(Records from a data collection)
....................
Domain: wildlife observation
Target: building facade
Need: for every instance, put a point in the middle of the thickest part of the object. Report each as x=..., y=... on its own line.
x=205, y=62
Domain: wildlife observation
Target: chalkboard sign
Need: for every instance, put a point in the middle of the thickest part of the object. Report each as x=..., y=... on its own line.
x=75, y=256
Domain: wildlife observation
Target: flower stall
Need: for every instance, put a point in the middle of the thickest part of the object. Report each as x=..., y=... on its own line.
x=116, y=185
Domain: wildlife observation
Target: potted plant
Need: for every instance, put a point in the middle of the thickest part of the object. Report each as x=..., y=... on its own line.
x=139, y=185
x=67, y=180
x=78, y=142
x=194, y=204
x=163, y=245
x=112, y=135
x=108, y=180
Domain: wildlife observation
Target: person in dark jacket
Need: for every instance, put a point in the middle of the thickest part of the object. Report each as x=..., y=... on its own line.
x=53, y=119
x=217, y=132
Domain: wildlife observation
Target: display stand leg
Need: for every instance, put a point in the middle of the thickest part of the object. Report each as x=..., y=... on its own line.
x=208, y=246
....................
> _Task description_: Word for word, transcribe all of the records.

> _Your solution_:
Domain: wildlife observation
Target: building facade
Need: for every instance, put a point in the middle of the thickest part of the object. Report each as x=..., y=... on its own line.
x=205, y=62
Domain: wildlife observation
Target: chalkboard sign
Need: for every instance, put a point in the middle of the thickest part of the object. Report each as x=..., y=... on its own line.
x=75, y=256
Domain: wildlife observation
Target: flower stall
Need: for every instance, put a point in the middle of the thickest part of the object. Report each as x=..., y=... on its own line.
x=116, y=185
Domain: wildlife observation
Target: potted plant
Need: for every instance, put a point in the middle of the thickest part of the object. Report each as x=..., y=... on its own line.
x=139, y=185
x=67, y=180
x=78, y=142
x=194, y=204
x=163, y=245
x=112, y=135
x=108, y=180
Domain: wildlife observation
Target: person in dark jacket
Need: for every instance, put a point in the middle of the thickest part of the object. Report each as x=..., y=... on its own line.
x=53, y=119
x=217, y=132
Domain: wildlife observation
Target: display stand leg
Need: for every instance, put a point in the middle of the thickest part of the object. Report each as x=..., y=... on its own line.
x=208, y=246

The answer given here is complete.